Éthique & Cancer : Comment définiriez-vous l’éthique ?
Olivia Ribardière :
Une question éthique est pour moi la confrontation de deux valeurs fortes pour laquelle il n’y a pas de bonne ou de mauvaise solution.

É & C : Vous avez soumis la première saisine au comité éthique et cancer, qu’en attendiez-vous ?
O. R. :
À l’origine, il y a mon intervention lors du colloque éthique et cancer de février 2008. Alors que tout le monde était focalisé sur le patient, je souhaitais parler de ce qui l’entoure. Si on veut prendre en compte le patient « dans sa globalité », on ne peut pas faire fi de son entourage, qui peut être une force ou une complication. J’ai alors donné cet exemple, auquel des centaines d’infirmières ont dû être confrontées. Ce cas a touché les gens, on en a fait une saisine.

É & C : Comment trancher entre le principe de secret médical et celui d’assistance à une famille en détresse ?
O. R. :
D’un côté, on a la législation, qui ne peut être plus limpide : on se doit de garder le secret professionnel sur tout ce qui concerne le patient. De l’autre côté, on a pour ainsi dire l’inverse du cadre légal : c’est la sensibilité, l’humain, l’affect. Il y a certaines situations où l’on ne peut pas s’arrêter à la loi, ce serait inhumain. Je ne dis pas qu’il faut la violer, mais il faut au moins se poser la question. C’est faire preuve de professionnalisme et de bon sens que de savoir qu’il y a la loi, et le terrain. Dans le cas posé par la saisine, la question est moins de savoir si l’on doit dire la vérité que de savoir ce qui va en être fait. Notre but est de faire en sorte que la fin de vie du patient se déroule le mieux possible, et on a senti qu’on ne la gérerait pas correctement en excluant l’épouse. Si on avait menti à cette femme, on aurait perdu sa confiance. Or, c’est une erreur de fonctionner sur la base du binôme médecin-patient. Dans la maladie chronique, c’est nécessairement une relation tripartite qui se construit, avec l’entourage. À mon sens, il y a encore une grosse marge de progression en la matière.

§ Questions
1. Dans l'entretien sur l'éthique et le cancer, lors de quel événement Olivia Ribardière a-t-elle donné l'exemple qui est devenu la première saisine ?
2. Relevez toutes les questions que É & C pose à Olivia Ribardière dans l'entretien sur l'éthique et le cancer.
3. Reprenez, s'il vous plaît, l'entretien sur l'éthique et le cancer à la suite de sa dernière phrase.
Les lignes qui suivent forment un ensemble à part, sans rapport avec l'entretien.

§ Entrées répertoriées
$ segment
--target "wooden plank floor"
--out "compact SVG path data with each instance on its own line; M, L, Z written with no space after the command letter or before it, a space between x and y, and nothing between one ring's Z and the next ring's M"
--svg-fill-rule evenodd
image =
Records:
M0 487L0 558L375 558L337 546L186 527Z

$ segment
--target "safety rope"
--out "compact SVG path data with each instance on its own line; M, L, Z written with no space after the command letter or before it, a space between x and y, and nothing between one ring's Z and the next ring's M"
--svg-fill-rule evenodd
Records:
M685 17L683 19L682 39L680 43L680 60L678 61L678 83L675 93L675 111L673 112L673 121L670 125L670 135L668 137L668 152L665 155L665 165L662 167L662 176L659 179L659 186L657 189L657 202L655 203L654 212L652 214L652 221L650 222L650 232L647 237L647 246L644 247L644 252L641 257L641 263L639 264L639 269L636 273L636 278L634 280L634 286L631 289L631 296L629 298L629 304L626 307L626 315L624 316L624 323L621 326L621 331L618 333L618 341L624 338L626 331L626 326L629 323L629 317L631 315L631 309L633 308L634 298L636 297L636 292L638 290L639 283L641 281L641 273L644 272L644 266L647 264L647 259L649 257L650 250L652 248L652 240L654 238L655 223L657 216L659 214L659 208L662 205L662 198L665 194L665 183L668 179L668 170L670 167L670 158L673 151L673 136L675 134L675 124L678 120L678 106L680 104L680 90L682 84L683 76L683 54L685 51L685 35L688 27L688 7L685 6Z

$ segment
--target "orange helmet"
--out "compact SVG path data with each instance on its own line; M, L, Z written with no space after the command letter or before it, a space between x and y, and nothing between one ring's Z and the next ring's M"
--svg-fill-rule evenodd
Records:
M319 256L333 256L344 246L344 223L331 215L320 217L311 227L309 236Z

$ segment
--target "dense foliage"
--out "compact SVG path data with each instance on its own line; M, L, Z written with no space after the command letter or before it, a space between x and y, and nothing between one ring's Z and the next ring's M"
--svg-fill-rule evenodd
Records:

==

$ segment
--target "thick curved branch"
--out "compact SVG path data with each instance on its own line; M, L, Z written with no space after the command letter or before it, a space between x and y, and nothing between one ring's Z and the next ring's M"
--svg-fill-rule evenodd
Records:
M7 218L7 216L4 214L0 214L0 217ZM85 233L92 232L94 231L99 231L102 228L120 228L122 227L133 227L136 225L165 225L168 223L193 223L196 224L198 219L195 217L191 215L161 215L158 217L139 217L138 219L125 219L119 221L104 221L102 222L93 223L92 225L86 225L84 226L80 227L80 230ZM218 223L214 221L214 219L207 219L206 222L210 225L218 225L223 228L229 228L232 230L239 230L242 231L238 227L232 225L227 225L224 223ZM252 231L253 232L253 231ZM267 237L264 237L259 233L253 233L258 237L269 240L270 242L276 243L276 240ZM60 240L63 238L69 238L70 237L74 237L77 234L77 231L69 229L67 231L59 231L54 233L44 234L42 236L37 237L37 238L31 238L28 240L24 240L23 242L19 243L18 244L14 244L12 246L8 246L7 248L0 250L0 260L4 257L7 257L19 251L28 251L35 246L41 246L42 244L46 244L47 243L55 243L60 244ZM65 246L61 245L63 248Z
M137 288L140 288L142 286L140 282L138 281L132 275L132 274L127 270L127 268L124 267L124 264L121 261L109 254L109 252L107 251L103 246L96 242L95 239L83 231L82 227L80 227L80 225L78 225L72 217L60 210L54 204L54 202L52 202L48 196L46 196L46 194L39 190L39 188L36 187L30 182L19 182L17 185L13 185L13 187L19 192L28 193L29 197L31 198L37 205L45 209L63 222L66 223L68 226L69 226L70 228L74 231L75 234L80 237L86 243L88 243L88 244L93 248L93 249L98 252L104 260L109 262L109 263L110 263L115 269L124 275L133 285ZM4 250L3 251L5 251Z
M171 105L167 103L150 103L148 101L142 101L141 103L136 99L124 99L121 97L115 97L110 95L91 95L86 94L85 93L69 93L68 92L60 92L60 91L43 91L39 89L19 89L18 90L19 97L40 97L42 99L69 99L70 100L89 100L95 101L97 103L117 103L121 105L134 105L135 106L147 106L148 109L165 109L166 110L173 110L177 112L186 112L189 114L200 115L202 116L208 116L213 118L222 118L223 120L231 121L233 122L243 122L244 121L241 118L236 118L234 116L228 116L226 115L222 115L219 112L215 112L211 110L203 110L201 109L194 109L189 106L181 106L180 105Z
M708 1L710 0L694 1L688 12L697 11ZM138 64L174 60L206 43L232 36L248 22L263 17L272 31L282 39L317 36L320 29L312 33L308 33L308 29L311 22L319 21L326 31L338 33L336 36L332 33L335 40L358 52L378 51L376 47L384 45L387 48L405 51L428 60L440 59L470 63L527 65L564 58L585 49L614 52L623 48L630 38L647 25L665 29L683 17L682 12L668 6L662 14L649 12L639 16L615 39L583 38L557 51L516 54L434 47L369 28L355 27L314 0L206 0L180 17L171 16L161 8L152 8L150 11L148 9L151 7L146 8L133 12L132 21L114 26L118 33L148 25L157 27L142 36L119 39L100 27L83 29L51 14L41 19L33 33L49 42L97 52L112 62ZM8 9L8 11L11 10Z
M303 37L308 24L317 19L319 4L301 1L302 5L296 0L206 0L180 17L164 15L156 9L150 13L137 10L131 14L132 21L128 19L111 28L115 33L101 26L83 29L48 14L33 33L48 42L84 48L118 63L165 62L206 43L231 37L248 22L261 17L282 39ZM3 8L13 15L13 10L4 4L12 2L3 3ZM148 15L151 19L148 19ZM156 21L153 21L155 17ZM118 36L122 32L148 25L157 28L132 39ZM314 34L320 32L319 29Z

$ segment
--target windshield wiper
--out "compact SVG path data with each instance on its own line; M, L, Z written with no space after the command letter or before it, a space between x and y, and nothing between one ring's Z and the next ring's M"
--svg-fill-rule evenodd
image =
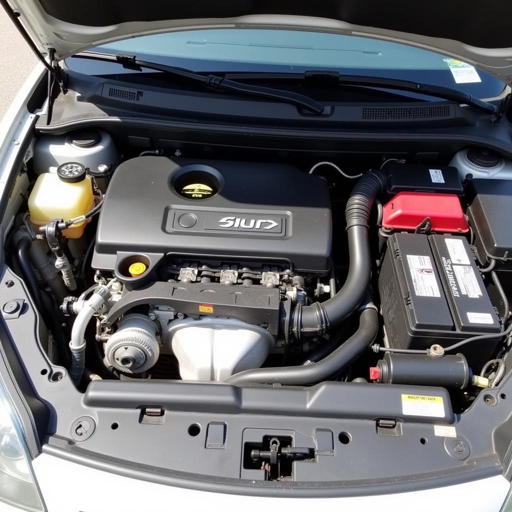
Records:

* * *

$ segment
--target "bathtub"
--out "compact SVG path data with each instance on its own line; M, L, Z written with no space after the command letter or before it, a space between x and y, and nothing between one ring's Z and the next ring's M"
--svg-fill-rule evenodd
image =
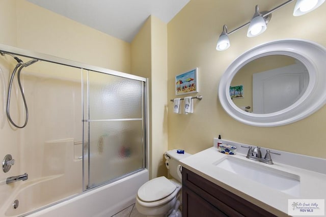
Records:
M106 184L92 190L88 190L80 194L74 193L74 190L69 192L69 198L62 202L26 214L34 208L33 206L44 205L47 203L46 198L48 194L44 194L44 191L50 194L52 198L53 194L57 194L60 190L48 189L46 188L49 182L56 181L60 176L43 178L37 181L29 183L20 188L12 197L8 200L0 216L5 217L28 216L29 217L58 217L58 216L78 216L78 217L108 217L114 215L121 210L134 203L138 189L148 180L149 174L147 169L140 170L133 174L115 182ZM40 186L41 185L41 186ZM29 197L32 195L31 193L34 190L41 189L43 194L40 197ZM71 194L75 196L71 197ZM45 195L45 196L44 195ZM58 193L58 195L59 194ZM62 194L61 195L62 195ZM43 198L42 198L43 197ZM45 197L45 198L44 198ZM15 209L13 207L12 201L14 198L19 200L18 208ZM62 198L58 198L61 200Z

§ Réponses aux exercices
1. Lors du colloque éthique et cancer de février 2008.

2.
1. « Comment définiriez-vous l'éthique ? »
2. « Vous avez soumis la première saisine au comité éthique et cancer, qu'en attendiez-vous ? »
3. « Comment trancher entre le principe de secret médical et celui d'assistance à une famille en détresse ? »

3.
É & C : Qu’avez-vous pensé de l’avis rendu par le Comité éthique et cancer ?
O. R. :
À titre personnel, je suis satisfaite que ce cas ait pu être mis sur la place publique. Parce qu’il vient d’une infirmière et qu’il est intéressant de montrer que l’ensemble du corps soignant se pose des questions éthiques, et parce que la problématique de l’information de la famille est généralement peu abordée. Ma deuxième satisfaction est d’avoir entendu des choses qui m’ont ouvert des pistes de réflexion, des alternatives auxquelles ni les membres de mon équipe ni moi-même n’avions pensé.

É & C : Y a-t-il d’autres situations typiques, des dilemmes de cet ordre que vous rencontrez au quotidien ?
O. R. :
Oui. Voici l’exemple d’un cancer du sein qui se passait mal. Nous avons très vite senti un problème au niveau familial, sans le déterminer. Un jour, la mère de la patiente nous a appris que son gendre pratiquait des attouchements sexuels sur leur fille. « Vous allez faire quelque chose, n’est-ce pas ? », nous a-t-elle dit. La cellule juridique de l’hôpital nous a indiqué que cette enfant n’étant pas notre patiente, la seule solution était que la grand-mère porte plainte. Or, celle-ci disait ne pas en avoir l’audace. Qu’allions-nous faire ? Devions-nous aller voir cette patiente, qui allait mourir quelques semaines plus tard, pour lui raconter cela ? Dans quelles conditions allait-elle partir ? Il s’agissait, une fois de plus, de dire ou non la vérité, et pourquoi. En dehors de l’entourage, il y a aussi la question des essais thérapeutiques, qui va finir par se poser. Ces essais font appel à des molécules extrêmement chères pour prolonger la vie des patients, parfois de six mois… Qui va prendre la décision d’appliquer ou non ces traitements coûteux pour la société ? Qui sommes-nous pour juger de la valeur de ces six mois de vie, pour une personne, selon son âge, par exemple ?

É & C : Vous êtes aussi membre du Comité éthique & cancer. Que pouvez-vous apporter ?
O. R. :
Il faut de tout pour faire un monde. Si on veut former un bon groupe, il faudra des gens qui ont une vision plus ou moins large et d’autres qui ont la tête dans le guidon. La richesse de ce groupe est là.